**TASK INSTRUCTIONS**
1) Sum up the text on work in 2030 in two sentences.
2) Reproduce the part of the text on work in 2030 starting at "We are living" and ending at "kick-start your thinking.".

The competing forces shaping 2030

According to a PwC survey of 10,029 members of the general population-based in China, Germany, India, the UK, and the US

37% are worried about automation putting jobs at risk – up from 33% in 2014.

The potential for digital platforms and AI to underpin and grow the world of work is unbounded. They already play an essential role in the development of all Four Worlds of Work, matching skills to an employer, capital to investor, and consumer to the supplier. This platform layer brings a digital value chain and commoditization and automation of the back office – but comes with warnings. While it can create a thriving marketplace, it can grow to take over the entire economic system. And with platform pervasiveness comes vulnerability to cyber-attacks or wide-scale manipulation. Closely linked to digital is data. How governments, organizations, and individuals decide to share and use it is key to all our worlds – even the most human-centric.

74% are ready to learn new skills or re-train to remain employable in the future.

One clear lesson arises from the analysis: adaptability – in organizations, individuals, and society – is essential for navigating the changes ahead.

It’s impossible to predict exactly the skills that will be needed even five years from now, so workers and organizations need to be ready to adapt – in each of the worlds we envisage. Inevitably, much of the responsibility will be on the individual. They will need not only to adapt to organizational change but be willing to acquire new skills and experiences throughout their lifetime, to try new tasks, and even to rethink and retrain mid-career.

60% think ‘few people will have stable, long-term employment in the future’.

New products and business models develop at lightning speed, far more quickly than regulators can control. Technology encourages the creation of powerful, like-minded, cross-border social ‘bubbles.

Businesses innovate to create personalization and find new ways to serve these niches. There are high rewards on offer for those ideas and skills that best meet what companies and consumers want. But in a world with few rules, the risks are high. Today’s winning business could be tomorrow’s court case.

73% think technology can never replace the human mind.

optimists believe AI could create a world where human abilities are amplified as machines help mankind process, analyze, and evaluate the abundance of data that creates today’s world, allowing humans to spend more time engaged in high-level thinking, creativity, and decision-making.

About the report

We are living through a fundamental transformation in the way we work. Automation and ‘thinking machines’ are replacing human tasks, changing the skills that organizations are looking for in their people. But what will the future look like?

This isn’t a time to sit back and wait for events to unfold. To be prepared for the future, you have to understand it.

 ‘Workforce of the future’ study looks at four possible Worlds of Work for 2030 to help you kick-start your thinking. 

The four worlds of work in 2030

The red world – Innovative Rules

  • The Red World is a perfect incubator for innovation with organizations and individuals racing to give consumers what they want.

**RAW DATA**

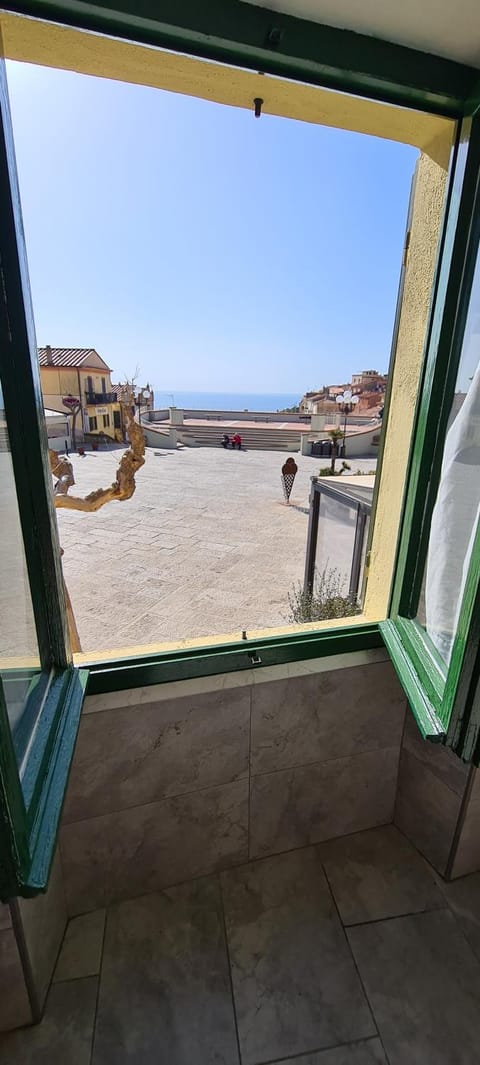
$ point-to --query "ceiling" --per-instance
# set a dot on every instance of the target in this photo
(448, 28)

**SOLUTIONS**
1) A PwC survey of people in China, Germany, India, the UK, and the US found that 37% are worried about automation putting jobs at risk, 74% are ready to learn new skills or retrain, and 73% think technology can never replace the human mind. The text says adaptability is essential for handling the changes ahead, and much of the responsibility will fall on individuals to keep learning new skills throughout their lives.

2)
We are living through a fundamental transformation in the way we work. Automation and ‘thinking machines’ are replacing human tasks, changing the skills that organizations are looking for in their people. But what will the future look like?

This isn’t a time to sit back and wait for events to unfold. To be prepared for the future, you have to understand it.

 ‘Workforce of the future’ study looks at four possible Worlds of Work for 2030 to help you kick-start your thinking.